WORK TO COMPLETE. Pull out each line of the entries below that contains the word "white" and copy it unchanged.

RECORDS PROVIDED.
-- begin --

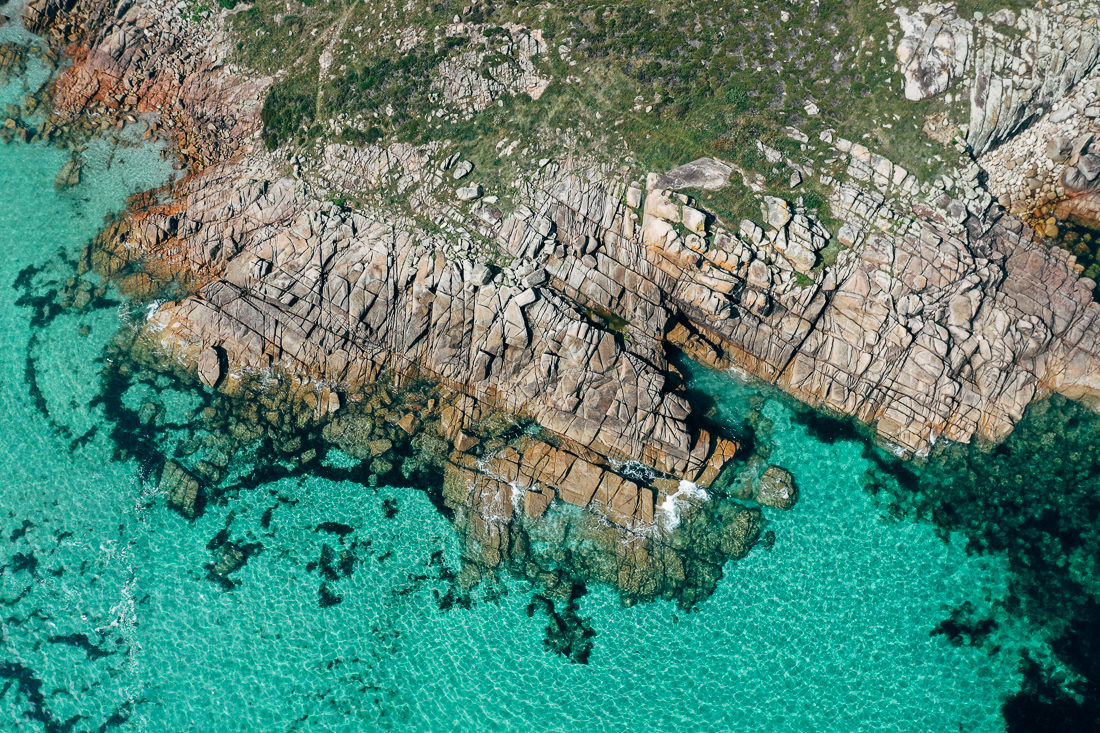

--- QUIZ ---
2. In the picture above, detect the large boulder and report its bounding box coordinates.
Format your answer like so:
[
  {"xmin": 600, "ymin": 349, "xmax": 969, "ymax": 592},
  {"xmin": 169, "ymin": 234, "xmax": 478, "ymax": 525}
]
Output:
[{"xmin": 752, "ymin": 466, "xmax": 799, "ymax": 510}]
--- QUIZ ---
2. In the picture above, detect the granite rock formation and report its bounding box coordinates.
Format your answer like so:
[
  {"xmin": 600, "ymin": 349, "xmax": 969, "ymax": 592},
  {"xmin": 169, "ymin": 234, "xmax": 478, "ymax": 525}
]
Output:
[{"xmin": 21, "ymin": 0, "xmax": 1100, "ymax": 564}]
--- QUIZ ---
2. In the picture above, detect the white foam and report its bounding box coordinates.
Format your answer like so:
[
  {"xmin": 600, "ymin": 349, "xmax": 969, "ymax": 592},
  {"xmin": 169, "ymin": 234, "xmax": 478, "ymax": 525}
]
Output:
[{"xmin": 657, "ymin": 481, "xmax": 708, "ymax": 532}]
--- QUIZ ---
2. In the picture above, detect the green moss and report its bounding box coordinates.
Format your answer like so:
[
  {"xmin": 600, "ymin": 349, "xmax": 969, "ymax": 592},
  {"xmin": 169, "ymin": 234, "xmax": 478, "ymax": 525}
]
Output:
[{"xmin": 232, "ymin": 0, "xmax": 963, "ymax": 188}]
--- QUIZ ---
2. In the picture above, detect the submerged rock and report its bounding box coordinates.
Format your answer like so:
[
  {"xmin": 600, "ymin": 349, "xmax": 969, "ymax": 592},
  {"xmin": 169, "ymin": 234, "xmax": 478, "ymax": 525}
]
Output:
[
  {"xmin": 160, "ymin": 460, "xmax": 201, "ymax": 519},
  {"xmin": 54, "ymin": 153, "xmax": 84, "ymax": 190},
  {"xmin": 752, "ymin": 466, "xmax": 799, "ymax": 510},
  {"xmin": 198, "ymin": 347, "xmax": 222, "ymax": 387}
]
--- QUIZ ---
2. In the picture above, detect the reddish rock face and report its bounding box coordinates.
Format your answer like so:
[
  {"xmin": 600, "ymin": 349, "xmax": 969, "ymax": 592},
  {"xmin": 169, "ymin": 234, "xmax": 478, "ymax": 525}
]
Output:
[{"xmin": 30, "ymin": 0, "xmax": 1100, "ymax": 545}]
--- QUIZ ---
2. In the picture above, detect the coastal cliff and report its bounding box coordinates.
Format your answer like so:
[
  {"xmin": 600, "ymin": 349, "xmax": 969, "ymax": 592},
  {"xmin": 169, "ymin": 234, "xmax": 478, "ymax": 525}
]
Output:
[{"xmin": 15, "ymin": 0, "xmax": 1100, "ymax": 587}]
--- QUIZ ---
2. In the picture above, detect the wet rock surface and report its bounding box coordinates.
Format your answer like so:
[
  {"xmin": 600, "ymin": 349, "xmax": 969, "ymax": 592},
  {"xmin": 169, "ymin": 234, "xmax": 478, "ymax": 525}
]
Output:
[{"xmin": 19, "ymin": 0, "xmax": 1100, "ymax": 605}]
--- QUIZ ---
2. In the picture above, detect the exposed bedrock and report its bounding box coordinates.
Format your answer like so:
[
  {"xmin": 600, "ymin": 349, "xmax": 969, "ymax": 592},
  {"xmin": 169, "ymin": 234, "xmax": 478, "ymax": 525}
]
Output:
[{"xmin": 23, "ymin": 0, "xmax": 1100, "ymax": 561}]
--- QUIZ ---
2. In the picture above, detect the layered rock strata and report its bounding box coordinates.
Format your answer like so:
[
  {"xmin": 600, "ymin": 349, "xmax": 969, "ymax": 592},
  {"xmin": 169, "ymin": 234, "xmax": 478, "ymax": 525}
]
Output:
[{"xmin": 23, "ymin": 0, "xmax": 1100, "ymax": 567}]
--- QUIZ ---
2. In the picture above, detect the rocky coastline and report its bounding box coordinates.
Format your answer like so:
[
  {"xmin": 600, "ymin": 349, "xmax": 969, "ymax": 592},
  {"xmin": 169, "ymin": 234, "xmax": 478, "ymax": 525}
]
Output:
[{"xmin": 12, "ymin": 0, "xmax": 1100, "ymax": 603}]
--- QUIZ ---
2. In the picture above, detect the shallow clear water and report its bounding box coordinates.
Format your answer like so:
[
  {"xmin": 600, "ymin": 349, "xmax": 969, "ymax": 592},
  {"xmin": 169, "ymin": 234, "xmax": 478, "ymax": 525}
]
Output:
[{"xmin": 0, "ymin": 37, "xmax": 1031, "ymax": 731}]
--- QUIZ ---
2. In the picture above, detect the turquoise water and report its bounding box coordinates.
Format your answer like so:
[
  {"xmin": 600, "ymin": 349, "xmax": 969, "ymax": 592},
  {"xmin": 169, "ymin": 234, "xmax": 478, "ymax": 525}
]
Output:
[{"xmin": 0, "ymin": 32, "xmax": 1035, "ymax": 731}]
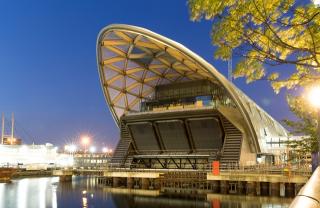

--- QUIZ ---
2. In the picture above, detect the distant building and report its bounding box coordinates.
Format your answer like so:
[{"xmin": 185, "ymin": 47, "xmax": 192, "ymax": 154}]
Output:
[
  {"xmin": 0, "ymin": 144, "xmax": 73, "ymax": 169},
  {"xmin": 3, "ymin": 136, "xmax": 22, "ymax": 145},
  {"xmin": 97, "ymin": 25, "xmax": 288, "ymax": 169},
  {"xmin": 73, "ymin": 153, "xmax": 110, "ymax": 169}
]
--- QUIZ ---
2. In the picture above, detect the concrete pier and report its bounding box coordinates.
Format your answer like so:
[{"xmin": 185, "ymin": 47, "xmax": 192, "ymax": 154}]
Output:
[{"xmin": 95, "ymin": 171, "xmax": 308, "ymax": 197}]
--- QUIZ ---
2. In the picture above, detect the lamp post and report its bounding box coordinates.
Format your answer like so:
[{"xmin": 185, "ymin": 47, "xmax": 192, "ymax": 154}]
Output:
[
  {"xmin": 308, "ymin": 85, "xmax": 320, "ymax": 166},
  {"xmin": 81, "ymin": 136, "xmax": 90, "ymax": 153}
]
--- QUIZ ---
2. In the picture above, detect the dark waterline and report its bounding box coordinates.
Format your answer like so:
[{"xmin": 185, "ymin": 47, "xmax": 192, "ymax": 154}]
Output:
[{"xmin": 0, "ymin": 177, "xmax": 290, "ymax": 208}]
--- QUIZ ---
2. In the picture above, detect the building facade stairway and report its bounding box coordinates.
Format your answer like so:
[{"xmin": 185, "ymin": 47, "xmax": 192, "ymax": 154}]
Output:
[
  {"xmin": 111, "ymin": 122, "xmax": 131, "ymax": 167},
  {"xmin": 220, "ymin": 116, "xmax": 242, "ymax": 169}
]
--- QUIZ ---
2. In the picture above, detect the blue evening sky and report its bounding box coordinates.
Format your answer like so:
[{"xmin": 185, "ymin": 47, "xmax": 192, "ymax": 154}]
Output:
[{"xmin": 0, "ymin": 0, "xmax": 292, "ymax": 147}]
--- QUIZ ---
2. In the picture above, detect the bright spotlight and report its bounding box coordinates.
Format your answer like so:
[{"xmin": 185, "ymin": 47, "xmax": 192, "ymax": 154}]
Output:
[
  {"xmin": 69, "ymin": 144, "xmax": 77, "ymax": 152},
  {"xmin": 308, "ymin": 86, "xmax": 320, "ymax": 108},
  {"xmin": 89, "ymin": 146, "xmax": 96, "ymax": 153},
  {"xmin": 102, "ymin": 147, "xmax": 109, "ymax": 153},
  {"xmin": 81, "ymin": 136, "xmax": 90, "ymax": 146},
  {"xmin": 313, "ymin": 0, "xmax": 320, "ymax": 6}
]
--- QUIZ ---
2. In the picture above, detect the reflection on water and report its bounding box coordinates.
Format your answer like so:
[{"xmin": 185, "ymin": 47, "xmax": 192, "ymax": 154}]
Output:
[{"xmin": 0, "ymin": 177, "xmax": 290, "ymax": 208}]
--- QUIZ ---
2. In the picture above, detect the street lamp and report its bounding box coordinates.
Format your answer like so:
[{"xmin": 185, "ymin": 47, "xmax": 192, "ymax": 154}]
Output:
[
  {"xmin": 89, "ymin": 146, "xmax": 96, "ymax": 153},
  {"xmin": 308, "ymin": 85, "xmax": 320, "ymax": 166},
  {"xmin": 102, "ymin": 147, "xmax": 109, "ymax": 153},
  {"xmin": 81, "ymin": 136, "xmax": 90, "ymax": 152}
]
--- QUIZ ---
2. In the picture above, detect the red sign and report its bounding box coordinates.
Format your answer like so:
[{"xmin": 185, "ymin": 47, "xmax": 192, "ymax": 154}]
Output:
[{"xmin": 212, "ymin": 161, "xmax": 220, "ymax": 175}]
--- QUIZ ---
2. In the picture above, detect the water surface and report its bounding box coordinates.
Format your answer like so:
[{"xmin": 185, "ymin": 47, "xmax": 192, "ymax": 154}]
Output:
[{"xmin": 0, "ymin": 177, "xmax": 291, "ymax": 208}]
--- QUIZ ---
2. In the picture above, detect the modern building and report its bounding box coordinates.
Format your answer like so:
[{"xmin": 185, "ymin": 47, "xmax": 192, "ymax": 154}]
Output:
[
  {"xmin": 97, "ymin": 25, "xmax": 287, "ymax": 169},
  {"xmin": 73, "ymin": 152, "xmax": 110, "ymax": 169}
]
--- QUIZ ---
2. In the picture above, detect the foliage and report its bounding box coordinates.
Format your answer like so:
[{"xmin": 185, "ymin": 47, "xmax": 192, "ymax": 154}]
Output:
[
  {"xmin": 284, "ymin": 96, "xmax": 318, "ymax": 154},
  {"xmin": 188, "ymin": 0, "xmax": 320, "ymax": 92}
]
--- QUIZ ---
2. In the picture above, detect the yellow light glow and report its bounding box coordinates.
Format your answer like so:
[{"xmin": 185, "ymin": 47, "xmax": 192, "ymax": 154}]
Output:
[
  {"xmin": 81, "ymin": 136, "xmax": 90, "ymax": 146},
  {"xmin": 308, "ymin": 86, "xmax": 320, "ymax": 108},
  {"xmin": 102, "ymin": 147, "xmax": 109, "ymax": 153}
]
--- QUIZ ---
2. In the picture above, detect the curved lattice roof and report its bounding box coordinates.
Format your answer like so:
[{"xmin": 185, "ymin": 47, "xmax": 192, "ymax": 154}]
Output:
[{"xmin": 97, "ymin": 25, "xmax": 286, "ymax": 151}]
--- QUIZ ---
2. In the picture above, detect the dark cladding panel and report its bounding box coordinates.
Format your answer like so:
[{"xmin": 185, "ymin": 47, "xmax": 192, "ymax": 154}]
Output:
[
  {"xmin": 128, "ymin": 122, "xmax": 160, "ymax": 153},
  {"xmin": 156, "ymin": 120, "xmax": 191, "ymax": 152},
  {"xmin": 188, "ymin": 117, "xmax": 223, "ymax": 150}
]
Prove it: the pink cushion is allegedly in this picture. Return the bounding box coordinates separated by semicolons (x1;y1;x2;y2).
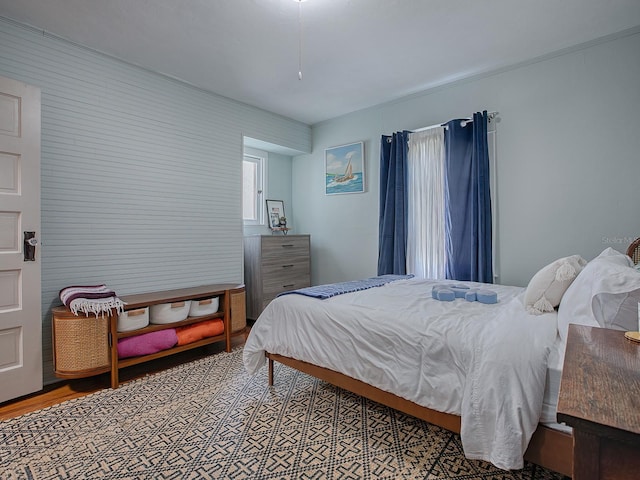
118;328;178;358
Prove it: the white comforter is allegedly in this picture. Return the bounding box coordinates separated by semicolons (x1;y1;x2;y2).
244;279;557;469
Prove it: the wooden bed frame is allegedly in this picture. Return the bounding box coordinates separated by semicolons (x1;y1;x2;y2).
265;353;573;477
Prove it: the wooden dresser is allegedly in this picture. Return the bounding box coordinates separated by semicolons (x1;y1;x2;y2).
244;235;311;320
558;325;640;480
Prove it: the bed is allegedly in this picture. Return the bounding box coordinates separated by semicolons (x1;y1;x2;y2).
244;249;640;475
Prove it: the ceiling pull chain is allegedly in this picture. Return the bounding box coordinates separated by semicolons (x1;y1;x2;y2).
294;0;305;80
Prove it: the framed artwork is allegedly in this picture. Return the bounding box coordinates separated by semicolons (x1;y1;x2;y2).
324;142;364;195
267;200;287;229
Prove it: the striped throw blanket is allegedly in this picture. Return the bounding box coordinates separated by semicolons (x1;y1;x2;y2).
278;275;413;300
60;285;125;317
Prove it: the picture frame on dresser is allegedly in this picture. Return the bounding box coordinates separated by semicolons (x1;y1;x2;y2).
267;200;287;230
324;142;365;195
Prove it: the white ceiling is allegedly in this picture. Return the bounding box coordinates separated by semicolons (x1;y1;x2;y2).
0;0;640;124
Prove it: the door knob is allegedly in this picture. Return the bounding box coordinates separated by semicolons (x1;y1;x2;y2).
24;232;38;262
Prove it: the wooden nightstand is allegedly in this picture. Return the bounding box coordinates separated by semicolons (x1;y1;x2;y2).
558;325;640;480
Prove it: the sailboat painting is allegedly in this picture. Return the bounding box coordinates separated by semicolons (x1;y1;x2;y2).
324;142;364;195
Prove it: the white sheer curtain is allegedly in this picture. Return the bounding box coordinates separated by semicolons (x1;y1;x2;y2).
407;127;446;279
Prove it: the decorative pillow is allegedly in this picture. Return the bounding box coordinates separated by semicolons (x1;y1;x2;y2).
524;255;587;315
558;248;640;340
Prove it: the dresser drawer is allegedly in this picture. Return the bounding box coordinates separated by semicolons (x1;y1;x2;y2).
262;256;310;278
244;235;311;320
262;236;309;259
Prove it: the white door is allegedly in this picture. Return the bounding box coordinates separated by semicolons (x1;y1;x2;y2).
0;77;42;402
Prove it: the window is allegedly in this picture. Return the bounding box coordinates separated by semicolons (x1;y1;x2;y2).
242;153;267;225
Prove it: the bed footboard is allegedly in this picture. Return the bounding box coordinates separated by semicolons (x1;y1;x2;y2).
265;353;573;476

-- end --

WRITTEN SOLUTION.
2. In the picture above, detect the white foam and report its bounding box coordinates.
Prove it: the white comforter is allegedly in this picture. Return the bounding box coordinates separated by semicolons (x1;y1;x2;y2).
Prove it: the white ceiling is allegedly in this picture. Return the bounding box coordinates separated by semicolons (x1;y1;x2;y2).
Prove it: the white sheer curtain is allegedly in this picture. Return the bounding box coordinates separated by semicolons (x1;y1;x2;y2).
Prove it: the white door is allegedly in this picture. Return the bounding box coordinates separated by semicolons (x1;y1;x2;y2).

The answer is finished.